* _STUDY TEXT_
----------

IN THE MATTER OF CHICAGO, MILWAUKEE, ST. PAUL AND PACIFIC RAILROAD CO., DEBTOR. APPEAL OF STICKNEY CORPORATION AND DAVID D. ROSENSTEIN, APPLICANT-APPELLANTS,
v.
CHICAGO MILWAUKEE CORPORATION AND THE DEBTOR, OBJECTOR-APPELLEES



Appeal from the United States District Court for the Northern District of Illinois, Eastern Division, No. 77-B-8999 # 64, Prentice H. Marshall, Judge.

Bauer, Chief Judge, Coffey, Circuit Judge, and Eschbach, Senior Circuit Judge.

Author: Coffey

COFFEY, Circuit Judge.

Attorney David D. Rosenstein appeals from a district court order denying his application for attorney's fees to compensate him for his work on the bankruptcy court supervised reorganization of the Chicago, Milwaukee, St. Paul and Pacific Railroad Company. We affirm.

I.

----------

* _LISTED RECORDS_
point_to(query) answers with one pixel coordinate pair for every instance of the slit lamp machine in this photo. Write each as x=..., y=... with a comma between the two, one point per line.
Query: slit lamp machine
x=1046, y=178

----------

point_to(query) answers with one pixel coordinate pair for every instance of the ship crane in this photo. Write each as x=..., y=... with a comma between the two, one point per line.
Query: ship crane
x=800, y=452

----------

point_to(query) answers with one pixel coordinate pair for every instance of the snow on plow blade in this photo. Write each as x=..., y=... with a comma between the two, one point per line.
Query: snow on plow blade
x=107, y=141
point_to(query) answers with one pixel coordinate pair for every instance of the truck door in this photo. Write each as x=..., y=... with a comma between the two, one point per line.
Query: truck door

----------

* _WORK TO COMPLETE_
**1)** Answer these from the court opinion:
(a) Which court was the appeal taken from?
(b) Who is named as the author?
(c) What did the district court order deny?
**2)** Can you print the part of the court opinion between "Author: Coffey" and "Company. We affirm.", inclusive?
The records have no connection to the court opinion.

* _TASK RESULTS_
**1)**
(a) The United States District Court for the Northern District of Illinois, Eastern Division.
(b) Coffey.
(c) David D. Rosenstein's application for attorney's fees for his work on the reorganization of the Chicago, Milwaukee, St. Paul and Pacific Railroad Company.

**2)**
Author: Coffey

COFFEY, Circuit Judge.

Attorney David D. Rosenstein appeals from a district court order denying his application for attorney's fees to compensate him for his work on the bankruptcy court supervised reorganization of the Chicago, Milwaukee, St. Paul and Pacific Railroad Company. We affirm.